BRIEF:
Copy out the rows that begin with the one containing "top. Do not add anything beyond the points." and end with the one containing "ear. Do not add anything beyond the points.". Put "dot" in place of "marker" and leave everything else as it is.

RECORDS FOR PROCESSING:
▽

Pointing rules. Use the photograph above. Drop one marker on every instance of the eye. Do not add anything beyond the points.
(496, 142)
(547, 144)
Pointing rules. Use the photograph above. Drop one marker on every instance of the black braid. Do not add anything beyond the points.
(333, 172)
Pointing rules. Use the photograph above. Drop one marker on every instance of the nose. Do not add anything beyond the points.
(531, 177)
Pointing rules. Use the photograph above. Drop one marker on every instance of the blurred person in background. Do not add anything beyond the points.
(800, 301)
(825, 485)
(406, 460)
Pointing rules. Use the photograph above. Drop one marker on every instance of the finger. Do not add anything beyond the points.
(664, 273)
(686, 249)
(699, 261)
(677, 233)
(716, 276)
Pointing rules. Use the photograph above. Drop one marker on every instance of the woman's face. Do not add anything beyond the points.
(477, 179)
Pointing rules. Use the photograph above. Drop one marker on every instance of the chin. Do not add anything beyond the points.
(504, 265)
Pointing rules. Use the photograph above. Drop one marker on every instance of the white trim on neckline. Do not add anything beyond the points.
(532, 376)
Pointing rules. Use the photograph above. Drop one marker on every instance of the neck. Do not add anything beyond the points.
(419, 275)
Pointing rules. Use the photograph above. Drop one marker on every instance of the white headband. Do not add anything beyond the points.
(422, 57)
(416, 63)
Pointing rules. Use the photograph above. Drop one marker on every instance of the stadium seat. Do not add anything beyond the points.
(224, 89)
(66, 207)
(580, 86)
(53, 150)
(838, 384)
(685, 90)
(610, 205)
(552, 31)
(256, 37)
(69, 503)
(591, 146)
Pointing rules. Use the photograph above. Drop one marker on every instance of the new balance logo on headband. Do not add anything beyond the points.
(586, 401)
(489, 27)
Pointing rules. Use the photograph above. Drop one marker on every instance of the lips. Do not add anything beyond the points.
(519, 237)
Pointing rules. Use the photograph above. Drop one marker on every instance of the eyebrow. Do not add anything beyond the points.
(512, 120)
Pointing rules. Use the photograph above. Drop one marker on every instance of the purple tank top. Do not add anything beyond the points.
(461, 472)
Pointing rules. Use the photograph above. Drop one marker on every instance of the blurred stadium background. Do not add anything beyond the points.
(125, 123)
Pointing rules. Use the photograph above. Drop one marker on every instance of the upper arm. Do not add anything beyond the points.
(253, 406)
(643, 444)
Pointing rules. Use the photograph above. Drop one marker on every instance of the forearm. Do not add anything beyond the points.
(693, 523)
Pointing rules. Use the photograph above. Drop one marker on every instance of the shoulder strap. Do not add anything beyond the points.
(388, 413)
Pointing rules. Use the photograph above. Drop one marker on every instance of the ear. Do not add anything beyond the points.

△
▽

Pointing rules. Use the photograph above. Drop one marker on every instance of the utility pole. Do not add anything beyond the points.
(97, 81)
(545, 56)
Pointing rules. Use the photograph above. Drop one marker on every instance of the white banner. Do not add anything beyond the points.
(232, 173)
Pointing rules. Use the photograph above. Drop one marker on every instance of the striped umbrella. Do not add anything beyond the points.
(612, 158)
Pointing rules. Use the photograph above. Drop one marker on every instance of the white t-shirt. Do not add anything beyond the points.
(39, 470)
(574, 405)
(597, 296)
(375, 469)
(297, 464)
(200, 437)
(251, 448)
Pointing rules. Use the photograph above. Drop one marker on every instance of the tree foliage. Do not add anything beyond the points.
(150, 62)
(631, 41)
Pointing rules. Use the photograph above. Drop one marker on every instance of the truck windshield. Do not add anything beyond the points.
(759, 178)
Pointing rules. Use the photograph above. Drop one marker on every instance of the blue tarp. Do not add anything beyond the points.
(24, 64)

△

ANSWER TO THIS PROBLEM:
Pointing rules. Use the photograph above. Drop one dot on every instance of the purple tank top. Do not add anything beyond the points.
(461, 472)
Pointing rules. Use the photograph above. Drop one dot on every instance of the blurred stadium background. Do not add anything beyond the points.
(125, 123)
Pointing rules. Use the photograph above. Drop one dot on every instance of the upper arm. Do not add anything beyond the points.
(253, 406)
(643, 444)
Pointing rules. Use the photograph above. Drop one dot on every instance of the forearm. Do not add anything beyond the points.
(693, 523)
Pointing rules. Use the photograph above. Drop one dot on every instance of the shoulder strap. Do not add anything beyond the points.
(388, 413)
Pointing rules. Use the photograph above. Drop one dot on every instance of the ear. Do not add anything beyond the points.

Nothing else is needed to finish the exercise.